* Begin *
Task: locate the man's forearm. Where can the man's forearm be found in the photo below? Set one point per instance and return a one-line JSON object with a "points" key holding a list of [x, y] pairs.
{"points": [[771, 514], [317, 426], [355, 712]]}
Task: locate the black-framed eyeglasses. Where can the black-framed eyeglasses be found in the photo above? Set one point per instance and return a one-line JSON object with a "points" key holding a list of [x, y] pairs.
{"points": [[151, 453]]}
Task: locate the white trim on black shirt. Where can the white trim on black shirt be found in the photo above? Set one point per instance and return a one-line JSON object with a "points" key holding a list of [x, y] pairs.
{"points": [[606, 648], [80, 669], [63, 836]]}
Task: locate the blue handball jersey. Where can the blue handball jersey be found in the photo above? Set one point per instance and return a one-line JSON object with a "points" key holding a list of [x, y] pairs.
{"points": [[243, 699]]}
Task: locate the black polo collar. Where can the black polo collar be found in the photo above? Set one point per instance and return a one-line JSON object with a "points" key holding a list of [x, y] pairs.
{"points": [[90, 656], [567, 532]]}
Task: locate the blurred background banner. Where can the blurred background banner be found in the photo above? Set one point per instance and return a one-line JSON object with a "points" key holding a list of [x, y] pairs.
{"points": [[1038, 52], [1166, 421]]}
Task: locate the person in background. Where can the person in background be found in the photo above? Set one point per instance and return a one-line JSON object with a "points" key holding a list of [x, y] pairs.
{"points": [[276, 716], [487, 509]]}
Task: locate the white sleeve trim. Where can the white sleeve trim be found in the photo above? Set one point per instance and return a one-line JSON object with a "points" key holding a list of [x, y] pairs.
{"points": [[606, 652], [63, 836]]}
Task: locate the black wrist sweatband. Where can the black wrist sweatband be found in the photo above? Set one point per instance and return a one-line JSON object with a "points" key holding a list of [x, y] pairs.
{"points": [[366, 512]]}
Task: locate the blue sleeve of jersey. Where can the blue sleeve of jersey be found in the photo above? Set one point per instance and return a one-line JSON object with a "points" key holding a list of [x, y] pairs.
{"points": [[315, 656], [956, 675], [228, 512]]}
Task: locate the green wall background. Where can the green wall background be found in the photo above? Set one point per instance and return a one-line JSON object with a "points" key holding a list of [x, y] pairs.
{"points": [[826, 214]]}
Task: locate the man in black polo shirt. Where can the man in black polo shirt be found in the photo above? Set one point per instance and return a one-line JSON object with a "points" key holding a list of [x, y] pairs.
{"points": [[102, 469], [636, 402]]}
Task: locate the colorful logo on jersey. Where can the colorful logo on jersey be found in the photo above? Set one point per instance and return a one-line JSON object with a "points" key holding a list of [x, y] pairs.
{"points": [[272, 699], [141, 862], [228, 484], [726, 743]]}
* End *
◆ **EXERCISE**: Reproduce every line above, substituting "occurrence" for each "instance" and leaving everything else unchanged.

◆ **FULL SOLUTION**:
Task: locate the man's forearm. Where can the man's forearm be found in the photo below? Set one point per occurrence and return a one-line JSON object with a "points" key holding a list of [x, y] pairs.
{"points": [[771, 514], [317, 426], [355, 712]]}
Task: locate the black-framed eyeglasses. Where can the black-framed eyeglasses be found in the photo above? Set one point per occurrence and return a one-line JSON object with a "points" key holding a list of [x, y] pairs.
{"points": [[151, 453]]}
Task: locate the white trim on black shirt. Where can the white trim on black shirt be found in the photo above? Set one point per occurrence and return a one-line JSON object with a "points" key holding a list of [x, y] pairs.
{"points": [[606, 648], [80, 669], [63, 836]]}
Task: locate the blue handball jersey. Where can the blue handball jersey be found in the photo above? Set one point per occurrence and return a one-line JSON object with a "points" key holding a list of [x, y] pairs.
{"points": [[243, 699]]}
Task: locate the black polo collar. Where can the black polo collar be found in the photo above? Set one point per occurrence and return a one-line JSON object with a "points" key holding a list of [x, y] pairs.
{"points": [[90, 656], [567, 532]]}
Task: locate the blurred background banner. Where can the blurred background banner be found in the photo above? Set one point per occurrence and return a one-line JSON object with a "points" key holding a list of [x, y] pairs.
{"points": [[1038, 52], [1166, 421]]}
Task: locate the person in background. Where can the person in background be found in the photo above? Set one point per occurrence and return a one-line JSON object with a "points" key holding a list of [x, y] pairs.
{"points": [[276, 716], [487, 509]]}
Task: locate the white sleeve trim. Where can the white sleeve trim be found in the photo above? Set one point per occurrence and return a one-line JSON object with a "points" key holding a list of [x, y] pairs.
{"points": [[606, 652], [63, 836]]}
Task: locate the black wrist sweatband. Where can the black wrist sweatband be found in the photo above? Set one point per occurrence and return a one-line JSON object with a "points" key holding a list of [x, y] pairs.
{"points": [[366, 512]]}
Task: locate the blue sleeve of jersey. Where can the blue sleeve of jersey be found in the photo above? Set one point per occurrence and return a one-line JSON object with a "points" key holding a list of [x, y] pairs.
{"points": [[315, 656], [956, 675], [228, 512]]}
Task: locate the green wall background. Where can the green wall background be found in the photo above? Set one point per occurrence and return a one-line JSON object with a "points" key holding a list of [x, y] pairs.
{"points": [[826, 214]]}
Task: locate the man in black polo shirt. Where can the man in black polo shirt be found in the photo above? Set one point per occurrence and return a one-line JSON object with a "points" key holding a list of [x, y] pairs.
{"points": [[102, 469], [636, 402]]}
Task: locate the colorful logo on jersey. Where can the colorful logo on jersey be found in the photo above? Set one point per occurrence and return a one-line JSON object with a "points" key holding a list of [x, y] pairs.
{"points": [[272, 699], [141, 862], [228, 484], [726, 743]]}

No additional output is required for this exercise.